Pointing and labeling entries

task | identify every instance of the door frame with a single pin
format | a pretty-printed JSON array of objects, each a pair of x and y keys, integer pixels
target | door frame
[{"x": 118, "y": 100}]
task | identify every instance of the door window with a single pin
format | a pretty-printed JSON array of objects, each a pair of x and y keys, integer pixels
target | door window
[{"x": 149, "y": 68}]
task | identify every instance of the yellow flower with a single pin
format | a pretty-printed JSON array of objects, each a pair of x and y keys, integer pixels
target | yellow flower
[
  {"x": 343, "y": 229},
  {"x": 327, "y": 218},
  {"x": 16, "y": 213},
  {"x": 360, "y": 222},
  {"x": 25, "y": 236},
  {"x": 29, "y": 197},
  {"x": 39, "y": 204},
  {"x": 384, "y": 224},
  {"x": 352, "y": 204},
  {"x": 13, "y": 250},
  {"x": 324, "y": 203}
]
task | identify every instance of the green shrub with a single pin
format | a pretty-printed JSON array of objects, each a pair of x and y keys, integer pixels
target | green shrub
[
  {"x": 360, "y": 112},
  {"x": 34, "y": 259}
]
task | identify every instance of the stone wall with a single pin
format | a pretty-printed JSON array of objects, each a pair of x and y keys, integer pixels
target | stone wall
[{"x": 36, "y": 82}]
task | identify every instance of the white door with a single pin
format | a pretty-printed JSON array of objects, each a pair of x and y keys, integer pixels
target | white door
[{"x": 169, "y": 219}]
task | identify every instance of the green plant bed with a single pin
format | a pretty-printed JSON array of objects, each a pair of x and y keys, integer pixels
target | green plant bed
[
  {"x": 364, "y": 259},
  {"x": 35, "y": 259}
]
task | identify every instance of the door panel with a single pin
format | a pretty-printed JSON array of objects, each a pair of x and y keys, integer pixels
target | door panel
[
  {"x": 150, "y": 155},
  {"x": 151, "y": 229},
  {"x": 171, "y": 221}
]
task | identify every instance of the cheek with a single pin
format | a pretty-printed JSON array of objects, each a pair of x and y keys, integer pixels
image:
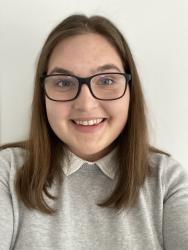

Objective: Return all of the data above verbatim, line for line, but omit the picture.

Answer to this task:
task | identify every instance of the door frame with a single pin
format | a pretty-printed JSON array of objects, each a pair of x and y keys, integer pixels
target | door frame
[{"x": 118, "y": 100}]
task | identify every instance of the door window with a single pin
format | a pretty-printed JSON array of objects, each a pair of x and y keys, integer pixels
target | door window
[{"x": 149, "y": 68}]
task | identify every instance of the yellow flower with a single pin
format | a pretty-printed JSON array of objects, each a pair of x and y keys, integer pixels
target | yellow flower
[
  {"x": 343, "y": 229},
  {"x": 327, "y": 218},
  {"x": 16, "y": 213},
  {"x": 360, "y": 222},
  {"x": 25, "y": 236},
  {"x": 29, "y": 197},
  {"x": 39, "y": 204},
  {"x": 384, "y": 224},
  {"x": 352, "y": 204},
  {"x": 13, "y": 250},
  {"x": 324, "y": 203}
]
task | identify every instance of the green shrub with a single pin
format | a pretty-printed JSON array of objects, each a pair of x and y keys, integer pixels
target | green shrub
[
  {"x": 360, "y": 112},
  {"x": 34, "y": 259}
]
task | identify every instance of the stone wall with a single pin
format | a pretty-printed JSON array of objects, each a pair of x and y keys, integer pixels
target | stone wall
[{"x": 36, "y": 82}]
task | identify every instance of the white door with a single pin
format | a pretty-printed JSON array of objects, each a pair of x and y keys, integer pixels
target | white door
[{"x": 169, "y": 219}]
task | identify every instance of the green plant bed with a single pin
format | a pretty-printed JSON array of objects, each a pair of x and y keys, integer pixels
target | green plant bed
[
  {"x": 364, "y": 259},
  {"x": 35, "y": 259}
]
task | identify every instance of the door panel with a single pin
format | a pretty-printed JSON array of objects, each a pair of x and y keys, integer pixels
target | door panel
[
  {"x": 150, "y": 155},
  {"x": 151, "y": 229},
  {"x": 171, "y": 221}
]
task | identify every instance of the cheek with a single pin
format | a pretty-printed JSON array of objects, each a pair of x and y keys, integer pixels
image:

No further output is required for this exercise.